> Exercise input
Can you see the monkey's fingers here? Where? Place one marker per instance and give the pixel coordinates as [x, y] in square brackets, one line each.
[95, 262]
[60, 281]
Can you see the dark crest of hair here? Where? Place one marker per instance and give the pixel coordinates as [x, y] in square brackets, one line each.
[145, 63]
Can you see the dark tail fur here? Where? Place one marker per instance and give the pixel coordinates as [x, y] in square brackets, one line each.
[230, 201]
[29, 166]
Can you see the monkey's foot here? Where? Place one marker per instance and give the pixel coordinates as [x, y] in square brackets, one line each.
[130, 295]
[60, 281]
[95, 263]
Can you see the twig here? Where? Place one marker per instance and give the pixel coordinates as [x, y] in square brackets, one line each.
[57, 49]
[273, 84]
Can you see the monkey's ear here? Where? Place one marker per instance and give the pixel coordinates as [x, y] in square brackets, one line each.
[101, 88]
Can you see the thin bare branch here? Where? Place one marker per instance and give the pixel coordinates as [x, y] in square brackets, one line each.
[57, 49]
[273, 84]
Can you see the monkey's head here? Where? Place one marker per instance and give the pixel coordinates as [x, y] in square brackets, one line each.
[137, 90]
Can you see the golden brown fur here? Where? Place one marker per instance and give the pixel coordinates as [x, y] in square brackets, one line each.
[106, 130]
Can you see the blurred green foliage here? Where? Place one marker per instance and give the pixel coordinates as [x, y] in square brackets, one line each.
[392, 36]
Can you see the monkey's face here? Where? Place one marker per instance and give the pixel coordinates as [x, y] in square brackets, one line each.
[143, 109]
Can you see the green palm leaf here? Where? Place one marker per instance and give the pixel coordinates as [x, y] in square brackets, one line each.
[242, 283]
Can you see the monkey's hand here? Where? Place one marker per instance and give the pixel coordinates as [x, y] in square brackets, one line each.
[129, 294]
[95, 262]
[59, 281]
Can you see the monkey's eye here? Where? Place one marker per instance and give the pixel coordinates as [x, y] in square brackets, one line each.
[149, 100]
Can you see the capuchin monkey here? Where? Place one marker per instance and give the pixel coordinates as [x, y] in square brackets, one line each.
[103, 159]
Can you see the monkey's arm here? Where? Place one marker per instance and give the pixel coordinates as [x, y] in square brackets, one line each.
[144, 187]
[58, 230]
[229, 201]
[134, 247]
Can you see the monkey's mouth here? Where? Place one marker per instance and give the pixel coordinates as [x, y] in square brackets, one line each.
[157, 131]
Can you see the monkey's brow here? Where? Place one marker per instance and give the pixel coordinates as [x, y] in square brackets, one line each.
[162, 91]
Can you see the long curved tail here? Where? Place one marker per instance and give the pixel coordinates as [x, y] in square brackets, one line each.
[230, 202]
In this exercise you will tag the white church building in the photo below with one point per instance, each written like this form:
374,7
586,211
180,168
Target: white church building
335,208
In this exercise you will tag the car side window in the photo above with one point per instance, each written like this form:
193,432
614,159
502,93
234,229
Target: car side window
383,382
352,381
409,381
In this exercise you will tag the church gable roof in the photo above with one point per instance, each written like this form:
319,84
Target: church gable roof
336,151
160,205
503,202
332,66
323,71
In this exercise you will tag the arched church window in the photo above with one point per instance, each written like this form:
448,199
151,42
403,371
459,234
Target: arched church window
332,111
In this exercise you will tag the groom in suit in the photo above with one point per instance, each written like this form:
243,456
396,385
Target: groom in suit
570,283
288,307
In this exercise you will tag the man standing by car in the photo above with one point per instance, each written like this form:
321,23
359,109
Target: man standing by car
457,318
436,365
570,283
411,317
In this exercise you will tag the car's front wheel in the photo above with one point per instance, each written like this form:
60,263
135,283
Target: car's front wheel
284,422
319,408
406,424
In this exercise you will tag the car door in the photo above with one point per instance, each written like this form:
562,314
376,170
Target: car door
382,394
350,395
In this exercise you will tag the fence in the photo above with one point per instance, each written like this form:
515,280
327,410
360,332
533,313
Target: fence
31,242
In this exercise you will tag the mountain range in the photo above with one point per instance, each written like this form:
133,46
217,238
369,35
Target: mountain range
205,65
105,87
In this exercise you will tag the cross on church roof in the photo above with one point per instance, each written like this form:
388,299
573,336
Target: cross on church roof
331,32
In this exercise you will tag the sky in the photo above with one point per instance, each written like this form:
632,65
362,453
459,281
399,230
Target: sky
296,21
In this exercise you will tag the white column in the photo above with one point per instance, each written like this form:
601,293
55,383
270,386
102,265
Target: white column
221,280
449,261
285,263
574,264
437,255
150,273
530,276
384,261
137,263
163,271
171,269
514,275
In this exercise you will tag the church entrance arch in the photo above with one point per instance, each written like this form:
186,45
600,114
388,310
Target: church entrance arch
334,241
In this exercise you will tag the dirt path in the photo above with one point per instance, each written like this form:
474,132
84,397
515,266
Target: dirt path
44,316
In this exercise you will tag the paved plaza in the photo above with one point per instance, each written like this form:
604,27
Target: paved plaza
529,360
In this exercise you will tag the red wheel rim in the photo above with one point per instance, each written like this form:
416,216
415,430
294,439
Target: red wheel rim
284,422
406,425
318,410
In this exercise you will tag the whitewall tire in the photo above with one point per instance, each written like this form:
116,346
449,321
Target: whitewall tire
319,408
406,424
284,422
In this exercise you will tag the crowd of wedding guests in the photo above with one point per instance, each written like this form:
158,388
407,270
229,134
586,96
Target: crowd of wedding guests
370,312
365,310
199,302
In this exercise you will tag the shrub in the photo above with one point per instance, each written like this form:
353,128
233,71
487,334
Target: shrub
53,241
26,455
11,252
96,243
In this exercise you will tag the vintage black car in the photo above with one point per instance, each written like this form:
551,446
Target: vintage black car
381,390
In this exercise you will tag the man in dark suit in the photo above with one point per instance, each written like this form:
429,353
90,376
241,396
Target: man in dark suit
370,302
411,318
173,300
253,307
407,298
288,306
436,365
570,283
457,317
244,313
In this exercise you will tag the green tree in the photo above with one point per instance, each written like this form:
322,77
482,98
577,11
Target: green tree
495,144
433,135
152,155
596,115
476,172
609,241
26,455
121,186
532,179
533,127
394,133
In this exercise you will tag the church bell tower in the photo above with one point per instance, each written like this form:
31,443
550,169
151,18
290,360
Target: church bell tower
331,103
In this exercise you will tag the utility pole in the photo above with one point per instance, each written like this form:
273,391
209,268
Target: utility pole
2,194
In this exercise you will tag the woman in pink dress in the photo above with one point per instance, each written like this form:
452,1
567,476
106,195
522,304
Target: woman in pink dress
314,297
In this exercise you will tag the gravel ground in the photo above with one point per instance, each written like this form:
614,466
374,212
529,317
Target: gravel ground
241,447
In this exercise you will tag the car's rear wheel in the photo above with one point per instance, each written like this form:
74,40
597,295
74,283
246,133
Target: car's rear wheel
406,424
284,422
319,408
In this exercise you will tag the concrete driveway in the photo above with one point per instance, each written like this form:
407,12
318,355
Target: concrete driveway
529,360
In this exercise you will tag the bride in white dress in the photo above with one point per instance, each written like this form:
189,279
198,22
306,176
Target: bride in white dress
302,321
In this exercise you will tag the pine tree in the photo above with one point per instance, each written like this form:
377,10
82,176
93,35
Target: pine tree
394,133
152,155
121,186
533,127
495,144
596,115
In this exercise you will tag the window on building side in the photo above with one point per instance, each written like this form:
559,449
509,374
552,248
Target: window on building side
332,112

> Description of the task
Repeat the records exactly, including every line.

> Solution for this problem
Can you see the monkey's fingers here? Where? Place one marker per instance and give the pixel coordinates as [x, y] in square brackets, one line each.
[95, 262]
[60, 281]
Can you see the dark crest of hair here? Where? Place one marker per instance and give the pixel coordinates as [x, y] in square brackets, one line each.
[145, 63]
Can you see the dark tail fur here? Where? Place one marker per instance and give the pixel coordinates as [x, y] in square brackets, one line each.
[230, 201]
[29, 166]
Can you see the monkey's foot here? Where? Place one marker per instance and give the pixel coordinates as [x, y] in square brackets, one line each.
[130, 295]
[60, 281]
[95, 263]
Can you see the twig here? Where? Place one marker per instance and give the pixel coordinates as [x, y] in square brackets, one line each.
[57, 49]
[273, 84]
Can you see the monkey's ear here? Where? Place one marker per instance and give the pixel coordinates as [x, y] in square brackets, one line each.
[101, 88]
Can you see the thin bare branch here? Where? Place one marker per instance and give the pixel coordinates as [x, y] in square brackets, one line each.
[57, 49]
[273, 84]
Can you see the monkey's head here? Where? Place one marker per instance and give the pixel coordinates as [x, y] in square brackets, one line each.
[137, 90]
Can you see the golden brown fur here? Where? Place one marker per instance and give the pixel coordinates as [x, y] in square brackets, one line each.
[106, 130]
Can you see the blurred green foliage here? Where? Place one marker per instance and give the pixel coordinates as [x, y] in square brackets, one line each.
[392, 36]
Can you see the monkey's face here? Where? Place one marker per instance and give the pixel coordinates as [x, y] in square brackets, one line each.
[143, 109]
Can you see the green palm leaf here? Where? Place one marker per instance and give the pixel coordinates as [x, y] in square brackets, one line each.
[242, 283]
Can you see the monkey's hand here? Where? Place one marker per instance and give the pixel coordinates as [x, y] in square brackets, one line each.
[129, 294]
[95, 262]
[59, 281]
Can you see the monkey's eye here? Where? Place one marker per instance and give the pixel coordinates as [x, y] in square brackets, one line each.
[149, 100]
Can you see the capuchin monkey here? Where? Place one marker per instance and give the pixel coordinates as [x, y] in square brackets, one line each.
[103, 159]
Can you see the monkey's arm here? Where? Place one marker per instance and give the pixel coordinates as [x, y] in square brackets, one line each.
[144, 187]
[58, 230]
[229, 201]
[134, 247]
Can you see the monkey's mouth here? Where? Place one marker per instance and give the pixel coordinates as [x, y] in square brackets, one line each.
[157, 131]
Can you see the monkey's brow here? Where? Place one marker per instance and give the pixel coordinates as [x, y] in square brackets, one line each.
[162, 91]
Can you see the long curved tail here? Where? Place one marker per instance and give the pixel coordinates as [x, y] in square brackets, one line each.
[230, 202]
In this exercise you will tag the white church building in the photo below with one point per instance, each written like this form:
374,7
586,211
180,168
Target: white church building
335,208
In this exercise you will tag the car side window in the photo above with one point per instance, each written like this form:
193,432
614,159
502,93
234,229
Target: car side window
383,382
352,381
409,381
In this exercise you will tag the church gable roof in the photo above with one point per instance, each written like this form:
319,84
Target: church gable roof
336,151
160,205
503,202
332,66
323,71
In this exercise you will tag the arched church window in the photo above with one point per instance, each written like this form:
448,199
151,42
403,371
459,234
Target: arched church window
332,111
In this exercise you will tag the groom in suit in the photo above with one point per instance, each written like this form:
243,456
396,385
Target: groom in suit
570,283
288,307
In this exercise you will tag the man standing by car in the photo above with one point per instance, each written like this form:
321,23
359,109
Target: man standing by car
457,318
436,365
570,283
411,317
In this exercise you will tag the car's front wheel in the photo above with one point per instance, each written like this form:
60,263
135,283
Target: car's front wheel
284,422
319,408
406,424
In this exercise you will tag the car door in the photo above with one point per instance, each written like this form:
562,314
376,170
Target: car door
382,394
350,395
In this exercise you will tag the fence in the photo above with one point per instance, each written like this form:
515,280
327,410
360,332
533,313
Target: fence
31,242
In this exercise you will tag the mountain range in the photo above with one point per instance, each written like this form:
133,46
217,238
369,35
Target: mountain range
205,65
105,87
In this exercise you will tag the cross on church roof in the photo above with one point per instance, each written like this form:
388,299
573,336
Target: cross on church roof
331,32
In this exercise you will tag the sky in the photo above with one point per instance, each written like this form:
632,65
362,453
459,281
399,230
Target: sky
296,21
In this exercise you will tag the white column in the photo above with one point per instance, each written like this form:
601,293
55,383
270,386
102,265
Target: white column
221,280
449,261
285,263
574,264
437,255
150,273
530,276
384,261
137,263
163,271
171,269
514,275
In this exercise you will tag the church entrance arch in the photo above with one point per instance, each written like this form:
186,45
600,114
388,310
Target: church entrance arch
334,241
In this exercise you will tag the dirt path in the photo above with one point per instance, each written like this form:
474,132
84,397
515,266
Target: dirt path
44,316
In this exercise you will tag the paved plaza in the photo above with one point per instance, each written like this form:
604,27
Target: paved plaza
529,360
In this exercise you will tag the red wheel rim in the photo above with one point per instance, each written like this form:
416,216
415,430
294,439
Target: red wheel rim
284,422
406,425
318,410
In this exercise you will tag the whitewall tire in the photo above with one point per instance, each written like this form:
116,346
449,321
Target: whitewall tire
319,408
406,424
284,422
In this exercise you will tag the crowd of wedding guests in the photo above with one point per instance, each written like this form:
158,388
407,270
229,134
586,96
Target: crowd of wedding guests
370,312
365,310
199,302
In this exercise you will tag the shrub in the photo above with one point per instance, each written like this form:
353,128
233,71
487,334
Target: shrub
53,241
26,455
11,252
96,243
In this exercise you will tag the vintage black car in the photo above with one point per instance, each written like this form:
551,446
Target: vintage black car
381,390
In this exercise you will tag the man in dark suit in the photo above with one point per instance, each written like this form:
429,353
90,376
241,396
Target: man in dark suit
370,302
411,318
173,300
253,307
407,298
288,306
436,365
570,283
457,317
244,313
In this exercise you will tag the green tree in the photo above with one point per instance, each written like this form:
322,77
482,98
577,11
Target: green tree
495,144
433,135
152,155
596,115
476,172
609,241
26,455
121,186
532,179
533,127
394,133
In this exercise you will tag the church bell tower in the photo above with one point per instance, each written like this form:
31,443
550,169
151,18
290,360
Target: church bell tower
331,103
In this exercise you will tag the utility pole in the photo above with one point per instance, each written like this form:
273,391
209,268
Target: utility pole
2,194
In this exercise you will tag the woman in pink dress in the photo above with one point per instance, each written like this form:
452,1
567,476
106,195
522,304
Target: woman in pink dress
314,297
In this exercise you will tag the gravel ground in the photo above with one point per instance, each written like this form:
614,466
374,212
529,317
Target: gravel ground
241,447
In this exercise you will tag the car's rear wheel in the photo above with one point per instance, each written like this form:
74,40
597,295
74,283
246,133
Target: car's rear wheel
406,424
284,422
319,408
In this exercise you will tag the concrete driveway in the photo above with one point per instance, each written like this form:
407,12
318,355
Target: concrete driveway
529,360
In this exercise you will tag the bride in white dress in the photo above with one point per instance, each written like this form:
189,279
198,22
306,176
Target: bride in white dress
302,321
In this exercise you will tag the pine tree in the photo above with one point per instance, each written like this form:
377,10
82,176
93,35
Target: pine tree
394,133
152,155
121,186
533,127
495,144
596,115
In this exercise you will tag the window on building side in the photo above with one point per instance, each written like this form:
559,449
509,374
552,248
Target: window on building side
332,112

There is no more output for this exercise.